# Instructions for the task:
Once the line with "Target: white barrier wall" is found in the data, output it and each following line exactly, up to and including the line with "Target: arched window", and nothing before or after.

╭─ Extracted material

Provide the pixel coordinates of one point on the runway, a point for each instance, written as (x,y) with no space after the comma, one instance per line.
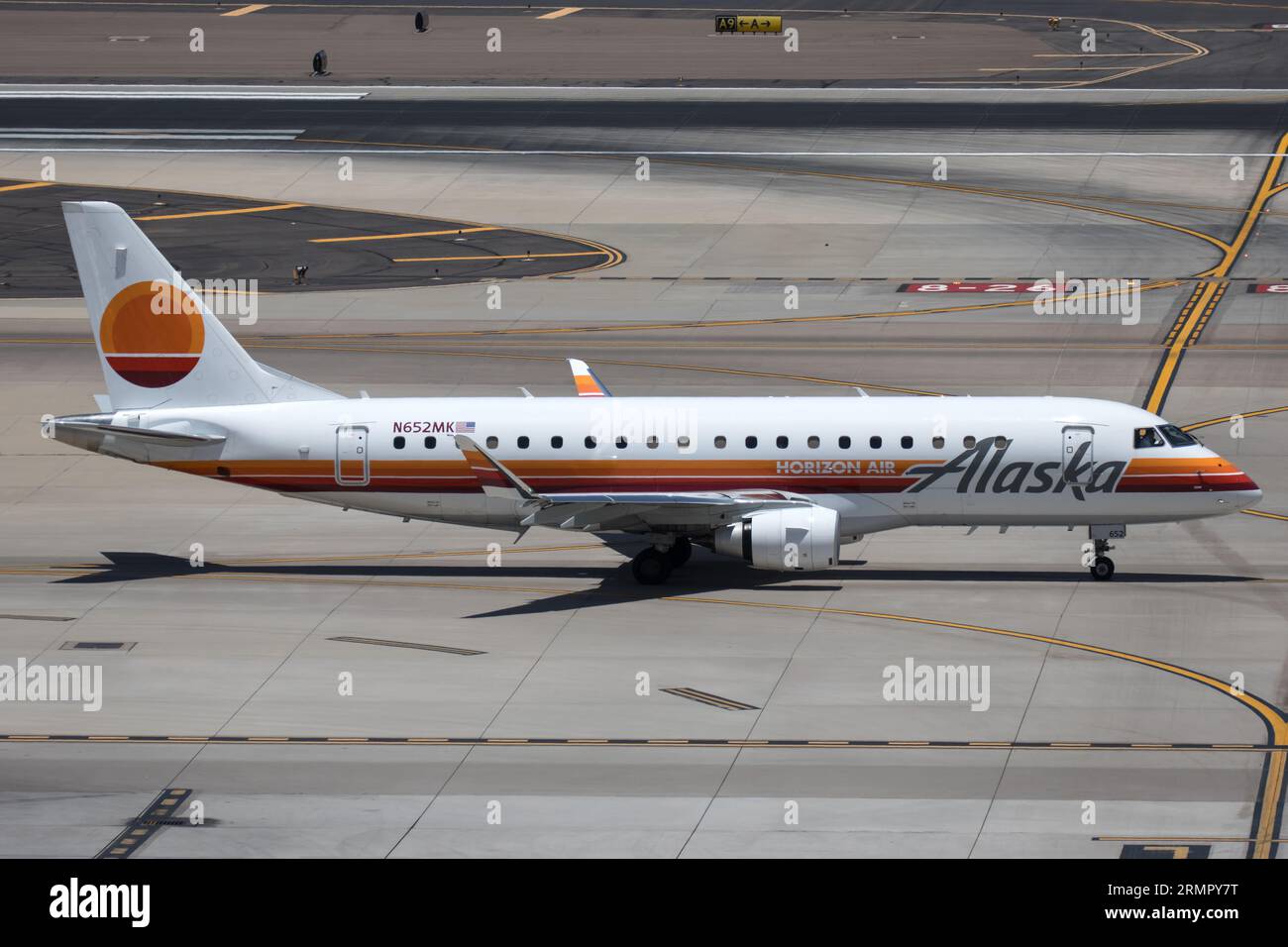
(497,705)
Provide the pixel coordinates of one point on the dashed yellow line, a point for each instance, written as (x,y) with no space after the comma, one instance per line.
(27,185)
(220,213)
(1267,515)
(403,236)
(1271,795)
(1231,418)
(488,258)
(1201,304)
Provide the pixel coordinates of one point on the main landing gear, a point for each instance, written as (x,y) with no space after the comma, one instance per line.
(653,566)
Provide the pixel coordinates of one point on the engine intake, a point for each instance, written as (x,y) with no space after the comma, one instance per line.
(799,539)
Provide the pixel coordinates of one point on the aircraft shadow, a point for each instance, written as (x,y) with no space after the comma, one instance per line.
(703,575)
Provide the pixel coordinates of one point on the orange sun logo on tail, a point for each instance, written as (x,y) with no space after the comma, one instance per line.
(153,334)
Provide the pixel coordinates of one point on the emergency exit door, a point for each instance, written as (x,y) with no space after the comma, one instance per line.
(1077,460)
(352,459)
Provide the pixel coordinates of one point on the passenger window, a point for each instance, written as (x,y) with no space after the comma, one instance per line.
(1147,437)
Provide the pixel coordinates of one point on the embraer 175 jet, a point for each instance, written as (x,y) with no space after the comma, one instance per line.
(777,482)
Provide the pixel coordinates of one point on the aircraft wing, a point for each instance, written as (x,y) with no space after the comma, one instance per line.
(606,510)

╰─
╭─ Extracted material

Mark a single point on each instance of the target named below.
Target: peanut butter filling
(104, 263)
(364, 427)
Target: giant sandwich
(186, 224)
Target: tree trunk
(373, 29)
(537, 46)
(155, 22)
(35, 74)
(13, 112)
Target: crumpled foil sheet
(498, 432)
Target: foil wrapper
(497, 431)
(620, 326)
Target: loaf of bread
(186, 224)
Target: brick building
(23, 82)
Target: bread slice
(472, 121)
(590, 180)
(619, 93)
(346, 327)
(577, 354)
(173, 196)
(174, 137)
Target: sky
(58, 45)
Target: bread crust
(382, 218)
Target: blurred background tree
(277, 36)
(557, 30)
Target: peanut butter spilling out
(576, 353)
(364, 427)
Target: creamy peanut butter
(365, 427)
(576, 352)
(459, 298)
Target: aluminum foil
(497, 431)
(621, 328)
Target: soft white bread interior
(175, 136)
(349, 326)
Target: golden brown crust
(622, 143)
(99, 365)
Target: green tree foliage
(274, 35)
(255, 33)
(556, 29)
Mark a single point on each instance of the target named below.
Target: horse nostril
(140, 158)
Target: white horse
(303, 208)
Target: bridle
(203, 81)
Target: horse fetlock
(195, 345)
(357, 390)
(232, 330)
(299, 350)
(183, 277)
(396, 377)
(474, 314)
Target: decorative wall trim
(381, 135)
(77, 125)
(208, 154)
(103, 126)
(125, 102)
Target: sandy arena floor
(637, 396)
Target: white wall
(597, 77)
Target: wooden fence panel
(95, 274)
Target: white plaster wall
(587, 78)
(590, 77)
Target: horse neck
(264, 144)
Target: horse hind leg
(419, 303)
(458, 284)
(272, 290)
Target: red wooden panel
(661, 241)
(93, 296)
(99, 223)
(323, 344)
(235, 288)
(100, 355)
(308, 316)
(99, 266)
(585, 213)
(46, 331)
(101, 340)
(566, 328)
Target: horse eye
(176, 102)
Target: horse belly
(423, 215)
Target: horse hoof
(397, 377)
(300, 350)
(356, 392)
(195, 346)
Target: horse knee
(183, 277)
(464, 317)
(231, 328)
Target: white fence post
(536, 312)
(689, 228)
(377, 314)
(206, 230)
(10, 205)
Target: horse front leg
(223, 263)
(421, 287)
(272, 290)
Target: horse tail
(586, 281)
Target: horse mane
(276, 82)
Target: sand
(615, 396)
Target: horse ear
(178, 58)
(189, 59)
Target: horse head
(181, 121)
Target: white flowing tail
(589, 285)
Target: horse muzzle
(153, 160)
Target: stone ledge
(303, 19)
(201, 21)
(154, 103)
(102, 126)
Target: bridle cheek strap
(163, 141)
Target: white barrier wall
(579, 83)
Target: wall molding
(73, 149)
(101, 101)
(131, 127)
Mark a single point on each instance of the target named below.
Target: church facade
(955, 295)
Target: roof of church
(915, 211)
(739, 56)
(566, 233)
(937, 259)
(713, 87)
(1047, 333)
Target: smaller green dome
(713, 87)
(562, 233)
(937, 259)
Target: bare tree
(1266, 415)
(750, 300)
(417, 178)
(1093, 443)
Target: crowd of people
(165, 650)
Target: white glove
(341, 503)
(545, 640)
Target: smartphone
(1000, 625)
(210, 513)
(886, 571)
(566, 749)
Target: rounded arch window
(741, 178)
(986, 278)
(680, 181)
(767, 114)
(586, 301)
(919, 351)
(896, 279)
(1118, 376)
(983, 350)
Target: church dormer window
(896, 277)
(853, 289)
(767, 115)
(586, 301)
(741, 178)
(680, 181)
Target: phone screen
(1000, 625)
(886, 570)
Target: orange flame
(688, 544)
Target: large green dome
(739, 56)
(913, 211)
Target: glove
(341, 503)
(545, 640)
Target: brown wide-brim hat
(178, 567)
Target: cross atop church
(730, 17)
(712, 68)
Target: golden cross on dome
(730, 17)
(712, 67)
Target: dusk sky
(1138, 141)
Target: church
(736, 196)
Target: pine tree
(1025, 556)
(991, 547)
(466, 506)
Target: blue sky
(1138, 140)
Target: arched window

╰─

# Response to the exercise:
Target: white barrier wall
(579, 83)
Target: wall molding
(73, 149)
(101, 101)
(131, 127)
Mark a single point on each instance of the target named below.
Target: church facade
(955, 295)
Target: roof of church
(915, 211)
(739, 56)
(566, 233)
(937, 259)
(713, 87)
(1047, 333)
Target: smaller green dome
(713, 87)
(562, 233)
(937, 259)
Target: bare tree
(1266, 415)
(750, 300)
(417, 178)
(1093, 443)
Target: crowd of people
(165, 650)
Target: white glove
(341, 503)
(545, 640)
Target: smartphone
(1000, 625)
(210, 513)
(886, 571)
(566, 749)
Target: rounded arch window
(741, 178)
(986, 278)
(680, 181)
(767, 114)
(586, 301)
(919, 351)
(896, 279)
(1118, 376)
(983, 350)
Target: church dormer window
(896, 277)
(853, 289)
(767, 115)
(586, 301)
(741, 178)
(680, 181)
Target: phone screen
(1000, 625)
(886, 570)
Target: orange flame
(688, 544)
Target: large green dome
(739, 56)
(913, 211)
Target: glove
(341, 503)
(545, 640)
Target: brown wide-brim hat
(178, 567)
Target: cross atop church
(730, 17)
(712, 68)
Target: golden cross on dome
(730, 17)
(712, 67)
Target: dusk sky
(1138, 141)
Target: church
(736, 196)
Target: pine tree
(1025, 556)
(991, 547)
(466, 506)
Target: blue sky
(1138, 140)
Target: arched window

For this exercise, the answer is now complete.